INSTRUCTIONS TO FOLLOW ▸
Select every line in the items below that contains the string "hillside", matching case exactly.

EXTRACTED MATERIAL ▸
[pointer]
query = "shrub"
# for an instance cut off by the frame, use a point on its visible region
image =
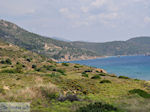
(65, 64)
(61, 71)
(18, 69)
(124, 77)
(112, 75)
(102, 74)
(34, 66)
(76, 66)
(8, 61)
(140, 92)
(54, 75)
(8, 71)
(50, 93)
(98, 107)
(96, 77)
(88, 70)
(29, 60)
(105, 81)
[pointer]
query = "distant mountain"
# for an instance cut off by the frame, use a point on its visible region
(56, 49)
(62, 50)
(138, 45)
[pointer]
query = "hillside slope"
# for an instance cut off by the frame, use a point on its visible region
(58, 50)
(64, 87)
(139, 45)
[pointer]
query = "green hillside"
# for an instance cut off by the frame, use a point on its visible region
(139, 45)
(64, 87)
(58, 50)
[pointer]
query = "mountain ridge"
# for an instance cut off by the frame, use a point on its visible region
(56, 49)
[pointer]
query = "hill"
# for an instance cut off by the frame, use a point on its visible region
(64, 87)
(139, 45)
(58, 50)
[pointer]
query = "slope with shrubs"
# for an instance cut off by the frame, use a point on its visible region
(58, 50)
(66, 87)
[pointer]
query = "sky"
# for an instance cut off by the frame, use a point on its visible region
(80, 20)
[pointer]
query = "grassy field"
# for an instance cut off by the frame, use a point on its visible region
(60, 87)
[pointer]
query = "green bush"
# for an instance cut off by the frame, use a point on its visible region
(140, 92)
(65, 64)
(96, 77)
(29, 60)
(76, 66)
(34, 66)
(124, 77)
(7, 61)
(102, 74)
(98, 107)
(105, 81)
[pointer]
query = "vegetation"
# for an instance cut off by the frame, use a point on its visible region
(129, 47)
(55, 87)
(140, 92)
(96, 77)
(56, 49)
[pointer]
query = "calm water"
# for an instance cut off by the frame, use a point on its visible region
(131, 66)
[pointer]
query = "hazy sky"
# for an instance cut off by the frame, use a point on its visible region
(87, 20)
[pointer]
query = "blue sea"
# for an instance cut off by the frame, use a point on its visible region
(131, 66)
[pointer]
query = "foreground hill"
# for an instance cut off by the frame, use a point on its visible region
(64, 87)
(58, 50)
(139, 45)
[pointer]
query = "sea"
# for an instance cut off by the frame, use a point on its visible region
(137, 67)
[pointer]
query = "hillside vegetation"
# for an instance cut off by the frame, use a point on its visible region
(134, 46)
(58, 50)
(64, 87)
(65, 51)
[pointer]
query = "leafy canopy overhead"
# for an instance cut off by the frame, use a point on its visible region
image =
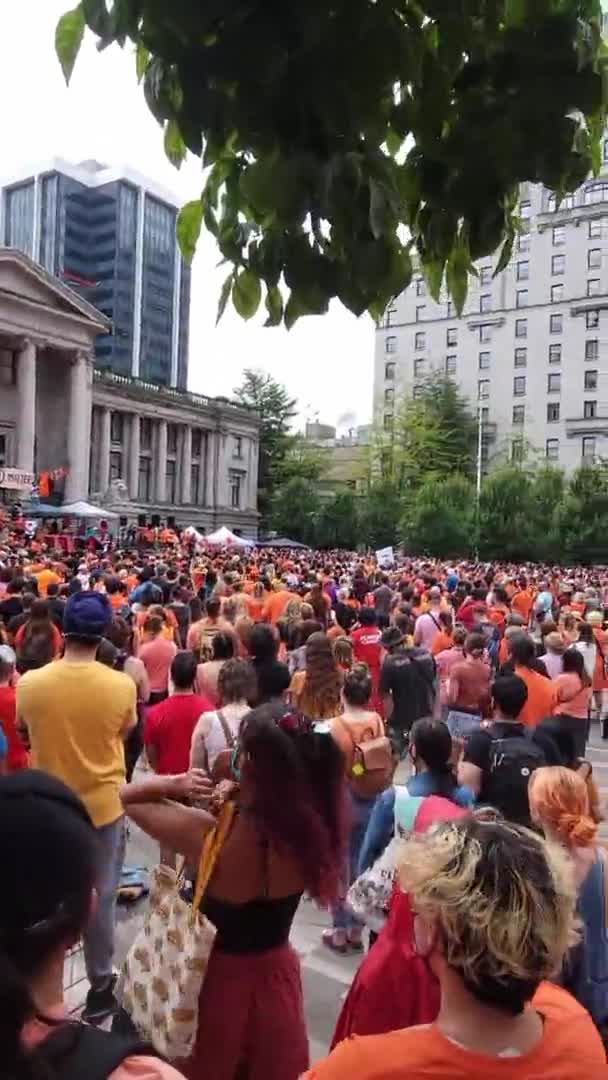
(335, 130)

* * *

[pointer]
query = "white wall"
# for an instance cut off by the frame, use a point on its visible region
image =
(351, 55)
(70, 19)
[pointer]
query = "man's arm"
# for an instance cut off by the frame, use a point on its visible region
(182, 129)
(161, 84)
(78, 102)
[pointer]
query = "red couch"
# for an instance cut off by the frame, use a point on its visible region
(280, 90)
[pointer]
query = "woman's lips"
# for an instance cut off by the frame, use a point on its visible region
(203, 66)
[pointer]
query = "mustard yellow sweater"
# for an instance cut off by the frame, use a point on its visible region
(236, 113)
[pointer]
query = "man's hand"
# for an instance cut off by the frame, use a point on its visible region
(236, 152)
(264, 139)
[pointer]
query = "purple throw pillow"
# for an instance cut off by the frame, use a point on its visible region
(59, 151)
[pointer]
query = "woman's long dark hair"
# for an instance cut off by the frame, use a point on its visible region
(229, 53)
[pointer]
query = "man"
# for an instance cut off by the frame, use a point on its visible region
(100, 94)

* * *

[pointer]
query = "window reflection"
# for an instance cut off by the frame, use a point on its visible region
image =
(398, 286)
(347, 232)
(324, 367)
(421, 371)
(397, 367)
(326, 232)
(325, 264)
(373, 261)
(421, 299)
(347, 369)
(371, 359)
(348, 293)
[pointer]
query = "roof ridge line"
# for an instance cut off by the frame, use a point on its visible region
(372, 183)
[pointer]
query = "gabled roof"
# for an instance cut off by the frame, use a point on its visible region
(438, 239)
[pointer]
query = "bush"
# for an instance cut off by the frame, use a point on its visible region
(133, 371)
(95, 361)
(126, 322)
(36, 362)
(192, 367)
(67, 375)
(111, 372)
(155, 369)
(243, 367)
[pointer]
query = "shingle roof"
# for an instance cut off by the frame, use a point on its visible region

ANSWER TO THIS PROBLEM ▸
query = "hillside slope"
query = "green hillside"
query = "hillside vegetation"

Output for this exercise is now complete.